* _Dataset excerpts_
• • • •

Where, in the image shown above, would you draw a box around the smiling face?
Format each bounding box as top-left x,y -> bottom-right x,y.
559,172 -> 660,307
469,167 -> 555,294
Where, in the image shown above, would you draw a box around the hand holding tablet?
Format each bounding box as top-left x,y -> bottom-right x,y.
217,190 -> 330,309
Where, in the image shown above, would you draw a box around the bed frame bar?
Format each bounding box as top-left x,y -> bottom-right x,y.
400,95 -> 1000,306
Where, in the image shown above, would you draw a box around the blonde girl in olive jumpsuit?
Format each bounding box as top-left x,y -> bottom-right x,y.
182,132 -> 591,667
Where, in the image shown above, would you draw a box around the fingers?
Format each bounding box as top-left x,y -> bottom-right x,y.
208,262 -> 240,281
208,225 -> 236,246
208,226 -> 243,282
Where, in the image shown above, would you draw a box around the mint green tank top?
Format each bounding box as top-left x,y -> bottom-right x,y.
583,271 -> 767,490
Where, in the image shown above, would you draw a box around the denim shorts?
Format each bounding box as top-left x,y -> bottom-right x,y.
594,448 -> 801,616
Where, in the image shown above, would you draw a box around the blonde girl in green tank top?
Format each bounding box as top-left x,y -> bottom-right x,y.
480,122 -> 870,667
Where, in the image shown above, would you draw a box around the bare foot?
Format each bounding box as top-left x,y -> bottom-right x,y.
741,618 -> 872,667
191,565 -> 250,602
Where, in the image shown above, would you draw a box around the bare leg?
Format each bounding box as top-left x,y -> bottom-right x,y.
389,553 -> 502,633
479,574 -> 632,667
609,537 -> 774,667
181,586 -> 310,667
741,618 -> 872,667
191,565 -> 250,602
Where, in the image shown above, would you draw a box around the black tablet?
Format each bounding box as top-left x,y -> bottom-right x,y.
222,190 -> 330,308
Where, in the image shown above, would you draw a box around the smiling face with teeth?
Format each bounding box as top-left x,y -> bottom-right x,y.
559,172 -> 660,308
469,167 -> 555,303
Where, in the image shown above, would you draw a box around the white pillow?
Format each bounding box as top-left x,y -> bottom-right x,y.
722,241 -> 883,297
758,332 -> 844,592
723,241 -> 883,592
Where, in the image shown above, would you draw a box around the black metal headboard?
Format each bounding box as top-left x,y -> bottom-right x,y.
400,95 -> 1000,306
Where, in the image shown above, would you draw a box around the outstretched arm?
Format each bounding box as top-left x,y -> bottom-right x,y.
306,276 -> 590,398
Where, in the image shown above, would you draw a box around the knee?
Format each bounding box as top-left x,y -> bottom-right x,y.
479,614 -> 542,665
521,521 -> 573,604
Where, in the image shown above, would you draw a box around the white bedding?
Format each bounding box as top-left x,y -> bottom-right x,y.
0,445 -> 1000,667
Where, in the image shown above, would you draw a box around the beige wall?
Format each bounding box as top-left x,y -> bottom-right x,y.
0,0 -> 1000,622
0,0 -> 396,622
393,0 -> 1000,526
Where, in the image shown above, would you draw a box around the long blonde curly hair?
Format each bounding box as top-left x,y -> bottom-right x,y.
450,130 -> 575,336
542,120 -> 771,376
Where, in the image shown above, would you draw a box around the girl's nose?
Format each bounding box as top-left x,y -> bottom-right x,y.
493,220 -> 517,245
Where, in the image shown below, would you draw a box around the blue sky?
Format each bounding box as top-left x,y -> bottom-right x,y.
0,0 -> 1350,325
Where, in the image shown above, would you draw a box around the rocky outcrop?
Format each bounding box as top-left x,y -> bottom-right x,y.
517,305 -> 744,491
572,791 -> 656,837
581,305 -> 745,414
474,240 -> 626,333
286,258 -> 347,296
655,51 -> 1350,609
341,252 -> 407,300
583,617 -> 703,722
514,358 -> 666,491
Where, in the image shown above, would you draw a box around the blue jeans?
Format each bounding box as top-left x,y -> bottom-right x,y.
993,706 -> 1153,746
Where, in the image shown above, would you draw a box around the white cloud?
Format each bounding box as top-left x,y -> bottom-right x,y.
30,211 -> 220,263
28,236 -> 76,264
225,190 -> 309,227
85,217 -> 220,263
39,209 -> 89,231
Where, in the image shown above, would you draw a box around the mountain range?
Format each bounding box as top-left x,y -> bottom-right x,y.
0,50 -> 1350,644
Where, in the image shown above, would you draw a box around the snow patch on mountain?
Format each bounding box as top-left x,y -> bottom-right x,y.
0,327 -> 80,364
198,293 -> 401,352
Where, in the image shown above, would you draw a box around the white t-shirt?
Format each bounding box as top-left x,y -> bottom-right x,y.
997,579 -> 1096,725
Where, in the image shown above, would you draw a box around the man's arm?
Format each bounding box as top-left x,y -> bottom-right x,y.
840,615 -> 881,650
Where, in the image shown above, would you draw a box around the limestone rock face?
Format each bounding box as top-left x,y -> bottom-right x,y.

• • • •

Please transcribe all of the records above word for word, keeping every line in its original order.

Where, in the image shown above, would you draw a box around the smiling face?
Format each bounding box as top-left x,y -> bottom-right x,y.
559,172 -> 660,307
469,167 -> 555,294
Where, in the image shown above, would you draw a box around the hand holding tablet?
Format each bounding box as top-left x,y -> bottom-right x,y.
217,190 -> 330,309
Where, in the image shown above, would you draw a box around the bed frame bar?
Format each bounding box as top-left x,y -> bottom-right x,y.
400,95 -> 1000,306
Where, in the image shown above, would you draw a box around the blonde girl in olive jumpsuit?
Format each bounding box as top-left x,y -> bottom-right x,y.
182,132 -> 591,667
Where, in the image shown above, would you draw a box around the fingers?
Format each bounding box as top-left x,y -> bottom-right x,y.
208,262 -> 240,281
208,225 -> 236,246
208,226 -> 243,282
Where, in the image shown above, would you draw a box around the mint green tank top?
Format each bounding box as top-left x,y -> bottom-right x,y.
583,271 -> 767,490
Where, in the image shown above, would you draw a box around the denim shorts?
Format each bounding box as top-left x,y -> bottom-right x,y.
594,448 -> 801,616
Where, in the image shown above, would you draw a box around the blonde girl in green tank top?
Format each bounding box as top-left x,y -> bottom-right x,y.
480,122 -> 870,667
Where, in the image shown above, would you draw a box around the bare foot?
Format each bounding box as top-left x,y -> bottom-right x,y.
741,618 -> 872,667
191,565 -> 250,602
Where, in the image shown above, would you draw a box around the bare leg?
Format each bounding box as top-left x,y -> bottom-right x,y.
389,553 -> 502,633
479,574 -> 632,667
609,537 -> 774,667
181,586 -> 310,667
741,618 -> 872,667
191,565 -> 250,602
Where, in the image shown above, would you draw a box around the black tablet?
Format each bounding box as top-left x,y -> bottom-right x,y.
222,190 -> 330,308
Where, in the image shown above, would you draw a box around the smiling face with teeth?
Format each bounding box as top-left x,y -> bottom-right x,y.
559,172 -> 660,308
469,167 -> 555,303
Where, in the image shown above, would you draw a box around the white pillow?
Format each bounding box as top-left x,y -> bottom-right x,y.
722,241 -> 883,297
758,332 -> 844,592
723,241 -> 883,592
Where, in the image shown above, would you draw a box around the black metal headboard?
Format each bounding box as top-left x,y -> bottom-right x,y.
400,95 -> 1000,306
Where, in the image shown above, would you draw a box around the outstretched arm?
Format each bounding box as top-left x,y -> bottom-right x,y.
306,276 -> 590,398
Where, in the image shown above, would you draw a box around the knee?
Format each bounding box as top-left x,y -> bottom-right x,y.
479,614 -> 542,665
521,521 -> 573,604
Where, in the image shown above, would you draw a box around the white bedding?
Format each bounding box as top-left x,y -> bottom-right x,y.
0,445 -> 1000,667
Where, in the image shown above, would you draw a box around the beige wall?
Format each bounding box as top-left x,y -> bottom-right x,y.
0,0 -> 1000,622
0,0 -> 396,622
393,0 -> 1000,526
Where, in the image shown above, would you draw a box around the long blonde curly hair?
Format each bounding box as top-left x,y -> bottom-right x,y.
450,130 -> 575,336
542,120 -> 771,376
Where, in the image shown above, would you draw a box around the girl's nose?
Format each bounding box as top-left x,y -> bottom-right x,y.
493,220 -> 517,245
Where, in the image shown below, would you draw a box around the blue sky?
Format each bounding box as top-left x,y -> bottom-right x,y.
0,0 -> 1350,325
Where, in the image shown above, would you draw a box around the rocky outcrop?
Format each bounding box as top-left x,y -> bottom-right x,y.
517,305 -> 744,491
572,791 -> 656,837
581,305 -> 745,414
474,240 -> 626,333
286,258 -> 347,296
655,51 -> 1350,609
341,252 -> 407,300
583,617 -> 703,722
514,358 -> 666,491
Where, in the image shown above, would you draw a box around the blue jeans?
Format each bounding box as top-left x,y -> bottom-right x,y.
993,706 -> 1153,746
Where, in the image shown above, would you draw a box around the white cloud?
Format each bounding box as top-left x,y -> bottom-right x,y.
30,211 -> 220,263
28,236 -> 76,264
225,190 -> 309,227
85,217 -> 220,263
39,209 -> 89,231
Where, in the image shown above, would you draw a box around the mountain range?
Format each bounding box as top-left x,y -> bottom-right x,y.
0,50 -> 1350,644
Where, in the image shown above, would you draw a box around the snow patch on mountain?
Format each bounding box as top-left x,y -> bottom-right x,y.
0,327 -> 80,364
198,293 -> 401,352
Where, in the image shown above, would you draw a box around the white t-shirt?
Format each bounding box as top-left x,y -> bottom-right x,y.
997,579 -> 1096,725
Where, in the image shown above, would you draw a box around the man's arm?
Format each bounding box as top-left x,y -> bottom-right x,y.
840,615 -> 881,650
Where, in the image shown above, would you draw a box around the limestone rock face?
Format each bounding box as top-left x,y -> bottom-right x,y.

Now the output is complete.